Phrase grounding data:
---+---
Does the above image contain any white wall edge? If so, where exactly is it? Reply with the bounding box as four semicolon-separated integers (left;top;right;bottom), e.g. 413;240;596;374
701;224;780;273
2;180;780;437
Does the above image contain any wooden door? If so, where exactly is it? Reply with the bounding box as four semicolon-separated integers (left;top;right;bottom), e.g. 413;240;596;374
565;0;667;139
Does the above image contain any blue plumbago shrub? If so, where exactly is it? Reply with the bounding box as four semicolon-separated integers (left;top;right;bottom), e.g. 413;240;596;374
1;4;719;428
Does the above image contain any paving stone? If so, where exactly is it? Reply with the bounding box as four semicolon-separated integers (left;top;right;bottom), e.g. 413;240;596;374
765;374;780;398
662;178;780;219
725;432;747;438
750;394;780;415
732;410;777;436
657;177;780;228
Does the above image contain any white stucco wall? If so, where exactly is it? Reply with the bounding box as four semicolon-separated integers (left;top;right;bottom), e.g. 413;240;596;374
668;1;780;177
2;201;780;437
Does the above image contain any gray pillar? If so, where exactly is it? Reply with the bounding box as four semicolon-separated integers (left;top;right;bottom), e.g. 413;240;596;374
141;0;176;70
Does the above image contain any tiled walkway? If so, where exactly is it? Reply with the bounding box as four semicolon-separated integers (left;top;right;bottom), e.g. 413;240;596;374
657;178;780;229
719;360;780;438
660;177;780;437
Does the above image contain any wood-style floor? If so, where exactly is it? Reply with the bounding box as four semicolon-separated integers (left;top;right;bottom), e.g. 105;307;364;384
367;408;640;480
---+---
**Problem to work on**
Could you give the data again, word for word?

**Output of the task**
Does the above image contain any white wall edge? If so, where exactly is it? Reply with the bounding box as four semicolon-separated integers (left;top;right;bottom), e.g. 413;240;596;374
701;224;780;273
2;180;780;437
Does the above image contain any wooden door? If so, where exactly is it? Reply with the bounding box as four semicolon-separated integers (left;top;right;bottom), e.g. 413;240;596;374
565;0;667;139
Does the above image contain any blue plumbago shrub? If so, where exactly is it? Reply with the bounding box as four semicolon-separated integers (left;top;right;bottom), e.g. 413;240;596;374
1;4;719;428
Does the above image contain any paving stone? If so, where exactly is it? Reply with the bounding box as four semicolon-separated integers (left;top;right;bottom), e.g. 413;240;596;374
765;374;780;398
662;178;780;219
725;432;747;438
750;394;780;415
732;410;777;436
657;177;780;228
Does the above image contain any white stucco wall? If so, where exactly is it? Reply with the bounding box as four semicolon-separated integers (left;top;right;bottom), e.g. 413;240;596;374
668;1;780;177
2;201;780;437
Does the above image contain any gray pillar? If so, where exactly is it? Reply with the bounding box as four semicolon-separated integers (left;top;right;bottom), e.g. 413;240;596;374
141;0;176;70
Does the above image contain any tiled walkway? If so, where exactly is it? Reply with the bounding box as four semicolon-separated integers (left;top;right;bottom), e.g. 413;240;596;374
657;178;780;229
719;360;780;438
660;177;780;437
Does the above image contain any wood-style floor? If so, where exactly is it? Reply with the bounding box as four semicolon-separated integers (left;top;right;bottom), e.g. 105;307;364;384
367;408;640;480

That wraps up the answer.